>>>

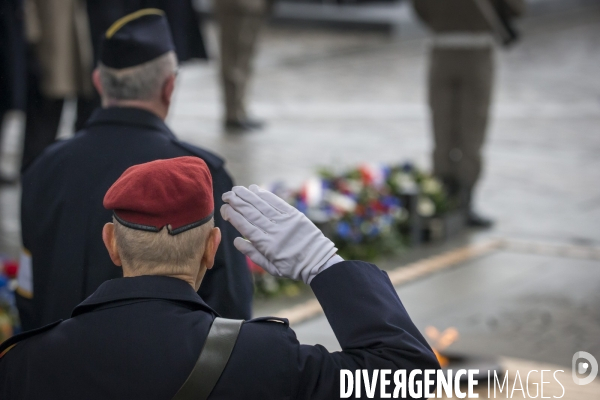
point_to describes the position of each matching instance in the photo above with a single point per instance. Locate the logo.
(583, 363)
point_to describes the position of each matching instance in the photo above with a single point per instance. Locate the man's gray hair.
(147, 251)
(141, 82)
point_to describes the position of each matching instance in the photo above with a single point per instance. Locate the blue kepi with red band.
(175, 193)
(136, 39)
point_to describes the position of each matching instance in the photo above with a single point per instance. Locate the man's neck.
(156, 109)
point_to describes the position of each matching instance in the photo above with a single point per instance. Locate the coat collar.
(142, 287)
(128, 116)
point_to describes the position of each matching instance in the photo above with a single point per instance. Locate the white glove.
(280, 238)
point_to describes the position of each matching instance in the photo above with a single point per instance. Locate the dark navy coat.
(138, 338)
(62, 215)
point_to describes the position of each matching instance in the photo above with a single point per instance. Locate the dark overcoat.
(62, 215)
(138, 338)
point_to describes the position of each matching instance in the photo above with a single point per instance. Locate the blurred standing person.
(59, 67)
(240, 22)
(460, 86)
(13, 76)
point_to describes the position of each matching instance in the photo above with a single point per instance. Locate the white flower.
(431, 186)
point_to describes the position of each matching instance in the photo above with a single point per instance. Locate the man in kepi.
(64, 260)
(139, 337)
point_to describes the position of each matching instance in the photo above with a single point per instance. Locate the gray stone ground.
(339, 98)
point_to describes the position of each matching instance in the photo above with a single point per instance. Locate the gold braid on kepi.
(136, 38)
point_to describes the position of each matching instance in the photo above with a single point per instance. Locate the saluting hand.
(279, 237)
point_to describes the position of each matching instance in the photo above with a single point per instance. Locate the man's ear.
(108, 236)
(168, 89)
(210, 250)
(97, 81)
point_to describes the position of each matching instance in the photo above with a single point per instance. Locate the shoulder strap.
(212, 360)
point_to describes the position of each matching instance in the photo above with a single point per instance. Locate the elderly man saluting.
(64, 260)
(139, 337)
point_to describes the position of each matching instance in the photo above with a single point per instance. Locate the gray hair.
(148, 251)
(141, 82)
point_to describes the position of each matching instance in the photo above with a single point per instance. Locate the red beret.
(175, 192)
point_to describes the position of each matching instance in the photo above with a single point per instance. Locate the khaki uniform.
(461, 76)
(240, 22)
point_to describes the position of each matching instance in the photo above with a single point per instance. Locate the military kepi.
(175, 193)
(136, 39)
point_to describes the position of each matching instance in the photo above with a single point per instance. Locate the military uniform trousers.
(240, 22)
(460, 89)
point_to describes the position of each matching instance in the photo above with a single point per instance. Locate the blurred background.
(342, 89)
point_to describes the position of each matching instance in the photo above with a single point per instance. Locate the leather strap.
(212, 360)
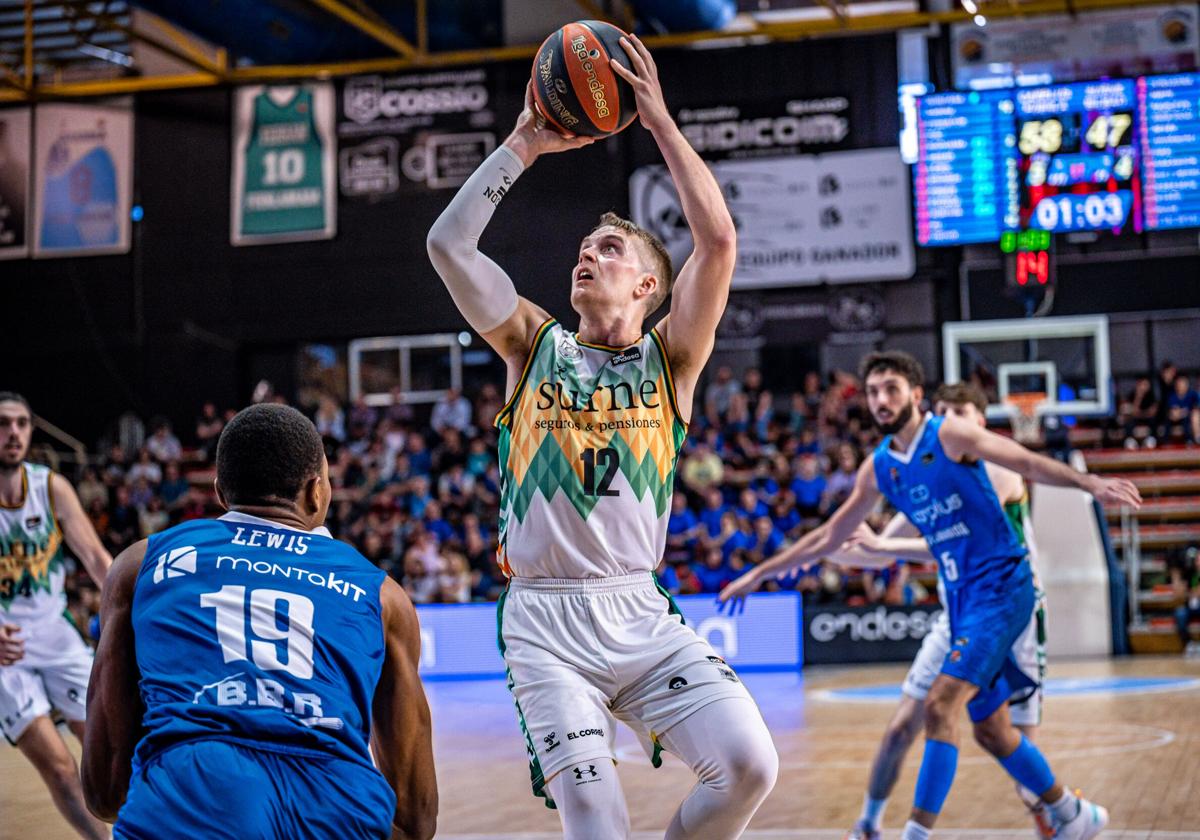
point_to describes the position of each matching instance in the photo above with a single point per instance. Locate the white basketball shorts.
(53, 675)
(1029, 651)
(583, 653)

<<<

Problem requirements » Put every line of the material above into a Markdown table with the columns Number and Line, numbering the rows and skipping any blank lines. Leave the pictures out of the table.

Full output »
| Number | Line |
|---|---|
| 1 | point_to describes the position of each matching instance in the photo above with a single point per instance. Locate the logo. |
| 2 | (583, 363) |
| 3 | point_to describes the position of each matching instance in the photo above with a single point per instance. Locate the man's gray hair. |
| 4 | (147, 251) |
| 5 | (141, 82) |
| 6 | point_to describes the position of each matching instance in the photo above with a single point per instance. Locate the blue kepi with red band. |
| 7 | (175, 193) |
| 8 | (136, 39) |
| 9 | point_to describes the position of each matching instance in the photo above with a single point per instance. Locate the man's neck. |
| 10 | (156, 109) |
| 11 | point_to describes the position of each matching instance in the photo above with a single point per instance. Locate the coat collar. |
| 12 | (142, 287) |
| 13 | (128, 116) |
| 14 | point_to describes the position of each matching instance in the photo above with a single point per instance. Locate the white glove. |
| 15 | (280, 238) |
| 16 | point_to describes the position of each matching instance in the photo above with a single point per instance. Locate the dark navy coat. |
| 17 | (138, 338) |
| 18 | (62, 215) |
| 19 | point_to describes the position of each matching instance in the photo above with a single point per instance. Locate the dark overcoat. |
| 20 | (62, 215) |
| 21 | (138, 338) |
| 22 | point_to describes the position of each matching instance in the photo above with a single point per instance. Locate the blurred standing person. |
| 23 | (59, 67) |
| 24 | (240, 22) |
| 25 | (460, 86) |
| 26 | (13, 76) |
| 27 | point_to describes the position of each matching instance in the photo above with a single point per instance. Locate the white flower. |
| 28 | (431, 186) |
| 29 | point_to describes the position of each matching instance in the photo above with a single point per instance. Locate the man in kepi. |
| 30 | (64, 260) |
| 31 | (139, 337) |
| 32 | point_to describes the position of each matching instance in the photo above with a single point per instance. Locate the gray stone ground. |
| 33 | (339, 98) |
| 34 | point_to describes the position of each matching instance in the photo above with a single point per instance. Locate the gold braid on kepi. |
| 35 | (136, 38) |
| 36 | point_to describes the position of each matching instance in the photo above with a single point per instance. Locate the saluting hand. |
| 37 | (279, 237) |
| 38 | point_to describes the position of each matching instance in the photo above with a single point per instance. Locate the man's ear. |
| 39 | (108, 236) |
| 40 | (168, 89) |
| 41 | (210, 250) |
| 42 | (97, 81) |
| 43 | point_to describes the position of each matching instance in the photo above with a single point per instance. Locate the shoulder strap. |
| 44 | (212, 360) |
| 45 | point_to describes the position of each matching instance in the photo above with a single point per instance. Locate the elderly man saluting. |
| 46 | (64, 260) |
| 47 | (139, 337) |
| 48 | point_to describes the position of each matching instance in the photo above with a single point per instance. Locate the gray hair. |
| 49 | (148, 251) |
| 50 | (141, 82) |
| 51 | point_to describes the position of each matching instance in the photo above with a single point per instance. Locate the red beret. |
| 52 | (175, 192) |
| 53 | point_to describes the position of each matching instance in the photo above with a single point per instance. Locate the khaki uniform. |
| 54 | (461, 76) |
| 55 | (240, 22) |
| 56 | point_to describes the position of each matching instance in the photo above with a single point per instance. Locate the military kepi. |
| 57 | (175, 193) |
| 58 | (136, 39) |
| 59 | point_to describes the position of each matching instance in the photo above with a single point per instance. Locate the military uniform trousers. |
| 60 | (240, 22) |
| 61 | (460, 89) |
| 62 | point_to describes the position of each matching instance in the photo above with a single point per instance. Locate the blurred background. |
| 63 | (342, 89) |
| 64 | point_to describes the position of each matching instance in the photo above with a single point per instance. Locate the leather strap. |
| 65 | (212, 360) |
| 66 | point_to describes the position of each matching instance in the photo above with a single point per instance. Locate the white basketball shorts. |
| 67 | (53, 675) |
| 68 | (1029, 651) |
| 69 | (583, 653) |